• [Texte affiché]

Cher Chat,
Mon fils a un costume qui tue ! Il a rendez-vous au coin de la rue avec d’autres cadavres exquis, tous très motivés à jouer à la grande Faucheuse… de bonbons. Halloween ! C’est le jour où les enfants s’amusent à se faire peur, déambulant dans le noir, entre les citrouilles qui grimacent, jusqu’à leur dernière demeure. RIP.
Oui, restons en paix, car la police patrouille, prête à passer l’arme à gauche et à intervenir à la moindre sucrerie suspectre. Tout est sous contrôle. En effet, le marché de la sécurité n’a jamais été aussi prospère. Mais le danger agonise-t-il définitivement sous les alarmes, la télésurveillance, le gardiennage, sous les casques et les portes blindées ? On a beau limiter sa vitesse et boucler sa ceinture, tout le monde finit par s’asseoir à la place du mort, non ? C’est inévitable, et il n’existe pas d’assurance remboursement pour le dernier voyage.
N’allez pas croire cependant, le Chat, que je remets en cause toutes ces mesures de protection qui, pour la plupart, sont d’indispensables garde-fous. Je mets en doute plutôt notre propension au fantasme sécuritaire qui nous pousse à éliminer tout ce qui peut faire peur plutôt que d’apprendre à négocier avec nos craintes. En effet, pourquoi composer avec la peur si on peut la contrôler ? Pourquoi mesurer les risques si on peut les supprimer ?
Vous avez peur de vieillir ? La chirurgie esthétique contrôle le vieillissement, voyons ! Ceci étant dit, elles ont beau se faire tirer la peau, c’est souvent en sorcières que, sous leurs couronnes mortuaires, les anciennes reines de beauté tirent leur révérence.
Vous avez peur d’être envahis ? La fermeture de vos frontières contrôle le terrorisme, voyons ! Ceci dit, à quoi bon se donner la peine capitale de contrer l’immigration quand une seule poignée de kamikazes, qui vivent d’ailleurs intra-muros, allument deux candélabres en plein cœur de Manhattan pour rejoindre des milliers de corps sous une même épitaphe ?
Vous avez peur de mourir ? Une bonne alimentation et un entraînement soutenu contrôlent la mortalité, voyons ! Ceci dit, feu le sportif s’est éteint alors que son voisin, en pleine flemme olympique, échappe à la mise en bière en sirotant son 6 pack devant sa télé.
Tout le monde finit par trouver pompes funèbres à son pied. Une petite mort, et coïtera, et coïtera… jusqu’à casser sa pipe. Inévitablement. Pour le meilleur ou pour le pire ? Personne ne sait et cette angoisse est contagieuse.

• [Entrées]

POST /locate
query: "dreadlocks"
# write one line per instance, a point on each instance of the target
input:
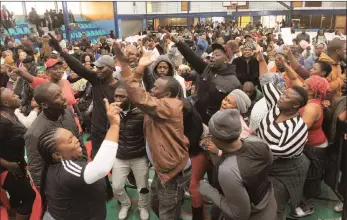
(47, 147)
(1, 91)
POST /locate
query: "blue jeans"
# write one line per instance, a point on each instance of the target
(167, 198)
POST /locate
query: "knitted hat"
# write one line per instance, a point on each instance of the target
(242, 100)
(225, 124)
(9, 60)
(249, 45)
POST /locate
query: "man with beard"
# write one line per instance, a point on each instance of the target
(55, 114)
(217, 79)
(247, 66)
(103, 85)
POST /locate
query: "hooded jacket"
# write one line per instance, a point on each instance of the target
(131, 137)
(151, 75)
(335, 78)
(213, 84)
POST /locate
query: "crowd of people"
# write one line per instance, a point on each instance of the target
(265, 121)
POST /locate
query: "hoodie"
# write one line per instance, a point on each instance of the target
(150, 76)
(335, 78)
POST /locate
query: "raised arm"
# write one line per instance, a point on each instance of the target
(262, 63)
(295, 64)
(104, 159)
(194, 60)
(290, 72)
(142, 99)
(23, 72)
(73, 63)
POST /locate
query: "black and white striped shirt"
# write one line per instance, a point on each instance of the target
(286, 139)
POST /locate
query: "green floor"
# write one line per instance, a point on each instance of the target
(324, 206)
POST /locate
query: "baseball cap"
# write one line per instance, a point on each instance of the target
(105, 60)
(216, 46)
(28, 59)
(52, 62)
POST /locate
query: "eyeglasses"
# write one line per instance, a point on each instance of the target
(55, 69)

• [Objectif A] Recopiez mot pour mot le passage de la lettre sur Halloween et la peur compris entre « Oui, restons en » et « le dernier voyage. », bornes incluses.
• [Objectif B] Rédigez la suite de la lettre sur Halloween et la peur à partir de sa dernière phrase.

• [Résultat A]
Oui, restons en paix, car la police patrouille, prête à passer l’arme à gauche et à intervenir à la moindre sucrerie suspectre. Tout est sous contrôle. En effet, le marché de la sécurité n’a jamais été aussi prospère. Mais le danger agonise-t-il définitivement sous les alarmes, la télésurveillance, le gardiennage, sous les casques et les portes blindées ? On a beau limiter sa vitesse et boucler sa ceinture, tout le monde finit par s’asseoir à la place du mort, non ? C’est inévitable, et il n’existe pas d’assurance remboursement pour le dernier voyage.

• [Résultat B]
La peur de mourir, comme la peur du noir, du vide, de la pauvreté ou de la solitude est une émotion légitime. Elle ne fait pas appel à la raison, mais paradoxalement, elle est loin d’être déraisonnable. En effet, quand la peur ne cède pas à la panique, elle appelle à la vigilance, elle maintient l’attention, elle donne l’alerte. Quand vous avez le trouillomètre à zéro, cher Chat, vous ne partez pas les deux pieds devant. Vous réfléchissez avant de vous mettre dans de beaux linceuls. D’ailleurs, une des premières compétences visées par l’éducation ne devrait-elle pas être la gestion de la peur par l’apprentissage et l’analyse de nos comportements suite à des prises de risques ?
La société veut nous faire croire qu’on peut contrôler le danger avec des moyens externes. C’est vrai, mais ils ont leurs limites. L’argent, la science, la politique, les lois ne peuvent conjurer le sort. Or, tout événement a sa part de fatalité. Ne faut-il pas avant tout intégrer nos peurs, vivre avec ces réalités plutôt que de croire en une omniscience matérielle ? Si la mort est un manque de savoir-vivre, la vie ne devrait-elle pas, au contraire, cultiver un certain savoir-mourir ? Ceux qui vieillissent mal n’ont peut-être tout simplement pas intégré qu’ils étaient d’heureux morts en sursis.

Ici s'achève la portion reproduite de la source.